# Solved: How to change nrg file back to iso (I goofed)



## cbseries (Nov 5, 2005)

I'm running Windows Me with Nero Ver.5 installed.

I have a file named German 01.iso and I was curious to see if renaming the file German 01.nrg would turn it into an nrg file. 

Renaming the file did not turn it into a useable nrg file but it did associate the file with Nero and it did turn the Type of file: (found in the Properties dialog box) into a Nero CD Image, and the file now has a Nero file icon.

I need help reversing what I have done. I need to get the file back to an iso file. 

I was able through the "open with" box to unassociate the file with the Nero program but in the Properies box for the file it is still reading "Type of file: Nero CD Image", and the file still has the Nero icon.

Changing the file back to its original name German 01.iso didn't correct things. It is still a Nero CD Image file.


I uninstalled Nero but that didn't do anything.
System Restore is not an option.


----------



## Elvandil (Aug 1, 2003)

Changing it back to iso, if that is all you changed originally, will restore the file to its former state. It really doesn't matter what program it is associated with---that can be changed.

What program do you want to handle iso's?

Why did you try to change it to nrg? Nero handles iso's in much the same way as nrg's and they can be burned and created in the same way.

(You might find that even the free version of ISO Buster is a useful tool for exploring and manipulating image files.)


----------



## cbseries (Nov 5, 2005)

Yes, I would think that just renaming the file back to what is was originally would do it but for some reason the Nero CD Image tag has stuck and since it is an iso file and not a Nero nrg file it will not play.

As far as associating my iso files with a program, I'd rather just keep them unassociated.


The German 01.iso file is a German language program that I play in Nero's Image Drive. I was trying to save myself a click of the mouse when loading the file into the Image Drive program by renaming the file German 01.nrg but as stated in the first post the file is not useable. The image drive program kicked up an error message when I loaded my newly renamed file, and it also kicked up an error message when I loaded the file after putting its name back to what it was. I do not have the specifics on the error message but it is because I have an iso file pretending to be a nrg file (all due to my changing the file name).


I have not reinstalled Nero yet so I can't do any testing and that isn't required since all I desire to do is to get the Type of file:, in the properties box for this file, to read "ISO File", as it did before.


I've attached a graphic of the problem. BTW, I had the file name wrong. I'm dealing with German 02, not German 01. The German 02 file used to look like the German 01 file before I changed German 02's name.


----------



## Elvandil (Aug 1, 2003)

— Extracted material —
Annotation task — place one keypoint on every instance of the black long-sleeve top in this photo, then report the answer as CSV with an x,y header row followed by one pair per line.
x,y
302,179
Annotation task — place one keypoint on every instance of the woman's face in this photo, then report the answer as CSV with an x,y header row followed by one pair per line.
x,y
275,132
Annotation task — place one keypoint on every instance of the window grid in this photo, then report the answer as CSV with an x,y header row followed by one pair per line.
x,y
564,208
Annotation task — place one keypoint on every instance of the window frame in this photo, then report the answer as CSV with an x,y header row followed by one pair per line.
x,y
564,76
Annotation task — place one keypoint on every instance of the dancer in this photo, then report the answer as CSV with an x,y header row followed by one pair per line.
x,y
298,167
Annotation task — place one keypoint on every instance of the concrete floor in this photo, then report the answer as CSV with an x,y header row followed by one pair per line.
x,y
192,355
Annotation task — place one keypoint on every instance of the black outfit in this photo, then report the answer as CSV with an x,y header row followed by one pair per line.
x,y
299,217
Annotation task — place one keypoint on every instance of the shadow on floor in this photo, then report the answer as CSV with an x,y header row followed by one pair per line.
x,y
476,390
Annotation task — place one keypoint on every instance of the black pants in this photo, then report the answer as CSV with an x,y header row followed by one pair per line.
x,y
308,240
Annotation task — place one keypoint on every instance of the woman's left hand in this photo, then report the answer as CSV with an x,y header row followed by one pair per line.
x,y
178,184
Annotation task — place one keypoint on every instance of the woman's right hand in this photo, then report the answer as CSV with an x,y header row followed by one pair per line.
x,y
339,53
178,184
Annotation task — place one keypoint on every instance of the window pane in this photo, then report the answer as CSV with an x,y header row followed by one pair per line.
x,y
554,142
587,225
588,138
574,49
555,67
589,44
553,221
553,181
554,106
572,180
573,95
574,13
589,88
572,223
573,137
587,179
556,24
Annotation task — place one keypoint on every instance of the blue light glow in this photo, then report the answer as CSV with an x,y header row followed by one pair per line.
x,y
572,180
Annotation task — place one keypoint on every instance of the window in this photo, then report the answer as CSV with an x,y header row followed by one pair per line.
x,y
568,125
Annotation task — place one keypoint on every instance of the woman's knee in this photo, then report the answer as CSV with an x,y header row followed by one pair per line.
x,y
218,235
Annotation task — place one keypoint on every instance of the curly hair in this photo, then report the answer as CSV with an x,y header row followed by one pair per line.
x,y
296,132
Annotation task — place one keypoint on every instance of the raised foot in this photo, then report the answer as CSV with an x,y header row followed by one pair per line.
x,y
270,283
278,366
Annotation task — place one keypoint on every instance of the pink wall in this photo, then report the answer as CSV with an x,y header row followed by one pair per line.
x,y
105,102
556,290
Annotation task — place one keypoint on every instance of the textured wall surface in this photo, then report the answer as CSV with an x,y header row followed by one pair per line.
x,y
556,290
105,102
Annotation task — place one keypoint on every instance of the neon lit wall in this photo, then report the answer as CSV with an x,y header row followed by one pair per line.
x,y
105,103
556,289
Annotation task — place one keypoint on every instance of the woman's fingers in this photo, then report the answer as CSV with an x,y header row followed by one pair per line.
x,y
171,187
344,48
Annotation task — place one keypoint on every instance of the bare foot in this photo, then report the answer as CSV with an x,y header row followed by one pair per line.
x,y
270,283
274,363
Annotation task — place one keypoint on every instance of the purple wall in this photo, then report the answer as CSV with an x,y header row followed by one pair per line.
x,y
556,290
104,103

— Exercise task A —
In the forum thread, which version of Nero did the first poster have installed?
— Exercise task B —
Write out the part of the forum thread that opens with the words containing "Changing it back" and closes with "the same way.".

— Response A —
Nero Ver.5

— Response B —
Changing it back to iso, if that is all you changed originally, will restore the file to its former state. It really doesn't matter what program it is associated with---that can be changed.

What program do you want to handle iso's?

Why did you try to change it to nrg? Nero handles iso's in much the same way as nrg's and they can be burned and created in the same way.